**Complete the following:**
**A.** Which foods and drinks does the text about the DEEPWATER picnic boat name for the Saturday picnic cruises?
**B.** Carry on the account of the DEEPWATER picnic boat from the point where it stops.

**Text section:**
When John returned home to his family, he wanted to build a boat for family picnics and excursions around Roanoke Island.  His years of experience with boats now combined with skills he had learned from his father made this possible.

 
John Wilson, Sr. was a master carpenter who moved his family to Manteo from Hatteras Island after two “back to back” storms in August of 1899.   The storms had washed many houses off their foundations in Rodanthe, Waves, and Salvo. The senior Wilson went on to build several United States Life-Saving Stations along the Outer Banks including Chicamacomico, and several houses in Manteo including the Theodore Meekins House (now The White Doe Inn) and the Carson W. Davis House. Having grown up helping his father, the junior Wilson was also an accomplished builder.

                                           














     



Drying Juniper


The juniper for the boat came from M. R. White Lumber Company in Camden County.  Moses White took Wilson into the Dismal Swamp to find the perfect juniper tree for the keel.  White squared it and delivered it to the North End along with other juniper lumber for framing andplanking the boat.  The locomotive White used to run his sawmill is preserved and located at Dismal Swamp State Park Visitor Center.

 

The design for Wilson’s picnic boat shows the northern influences he must have observed in and around New York Harbor - as well as a bow stem he admired on a Harkers Island workboat. Never having built a boat any larger than a juniper skiff, Wilson enlisted the help of his friend and renown boat builder, Roy Etheridge, Sr. and a young man who would go on to become the "father of the Carolina Flair," Warren O'Neal.

 

Pictured: Alma Etheridge Wilson and John Ferman Wilson. 






It took a couple of years to finish the boat, which was outfitted with a GM DETROIT 4-71 diesel engine. The completed DEEPWATER found her first home in Manteo at Brinkley's Boathouse, located where Marshes Light Marina is today. With his wife, his three children, their spouses, and three of his four grandchildren, John Wilson, Jr. enjoyed regular Saturday picnic cruises around the island.  The picnic was always the same: cold fried chicken, pimento and cheese sandwiches on white bread with the crust cut off, potato salad and deviled eggs, followed by Alma Etheridge Wilson's well-known multi-layered chocolate cake. There was always plenty of sweet iced tea and Vienna Fingers on board.

**Dataset excerpt:**
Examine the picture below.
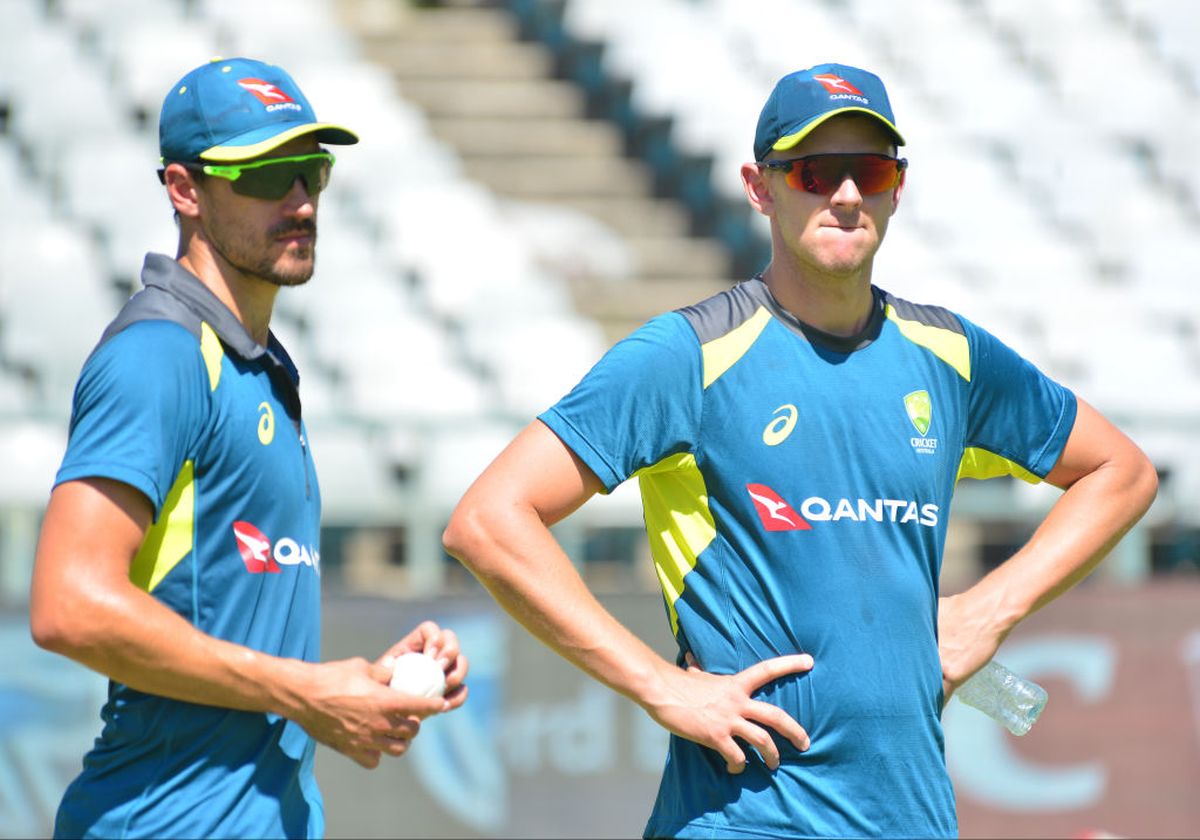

**Task results:**
**A.**
- Cold fried chicken
- Pimento and cheese sandwiches on white bread with the crust cut off
- Potato salad
- Deviled eggs
- Alma Etheridge Wilson's multi-layered chocolate cake
- Sweet iced tea
- Vienna Fingers

**B.**
                                                     

 

By 1959 John wanted a smaller, faster boat.  His daughter-in-law's father, Delton Ivey Dowdy, had recently retired from a long career in the U.S. Coast Guard and had been running a private boat, the CONNIE DIONE, for the John Wood family.   Born in 1904 in the village of Otila (now a part of Kitty Hawk), Delton Dowdy was looking for something more to do.  His sister's husband, Herbert Perry, one of the first captains on the Outer Banks to take fishing parties out on his workboat, the MILDRED I, suggested he would enjoy seasonal charter fishing. Dowdy approached Wilson about buying the DEEPWATER.  

 

                                            



                            












 


They agreed on a price of $6,000.00 and the DEEPWATER made her way to Perry's dock in Kitty Hawk where boatbuilder Allen Hayman added the flybridge and made her ready for sport fishing. For many years the DEEPWATER made her winter home in Dykster's Ditch, and spent summers at the newly opened Oregon Inlet Fishing Center, owned by H.A. Creef. Captain Dowdy did indeed enjoy sport fishing. His mate was his nephew, Herbert's son, Carlis Lee Perry. They fished together for a few seasons until Dowdy bought himself another boat for inlet fishing and Lee Perry became the captain of the DEEPWATER, taking fishing parties offshore. In 1966 Dowdy sold the DEEPWATER to Lee Perry, who continued to fish the DEEPWATER for 25 more years. With Captain Perry at the helm, the DEEPWATER had a long, distinguished and memorable life at Oregon Inlet. The local fishing term “soda crackers on the bridge” originates with Captain Lee. Many mates worked for Perry over the years.  If a game fish was caught, Lee would say it was because of the bait.  If a marlin was lost, it was always the mate’s fault.  Lee would fire them right then and there.  Some mates were fired twice in the same day.  Despite multiple firings both Snookie Johnson and Murphy Creef spent many summers on the DEEPWATER.

 

                                                                                                       

 



















After Captain Perry's death the DEEPWATER, too old, too slow, and completely outdated, was sold in 1991 to Captain Buddy Cannady and his stepson Captain Bobby Croswait. They were building a modern sport fishing boat and bought her for the engine. The builder’s grandson, John Wilson IV, bought the old boat without engine from Croswait for $5,000.00.  The younger Wilson and his father, Jack Wilson (John III), hired Calvin Gibbs Construction to build a barn for the boat back in the same pasture where she was originally constructed some 38 years before.  Lish Meekins from Wanchese moved the boat into the barn (pictured below in new barn).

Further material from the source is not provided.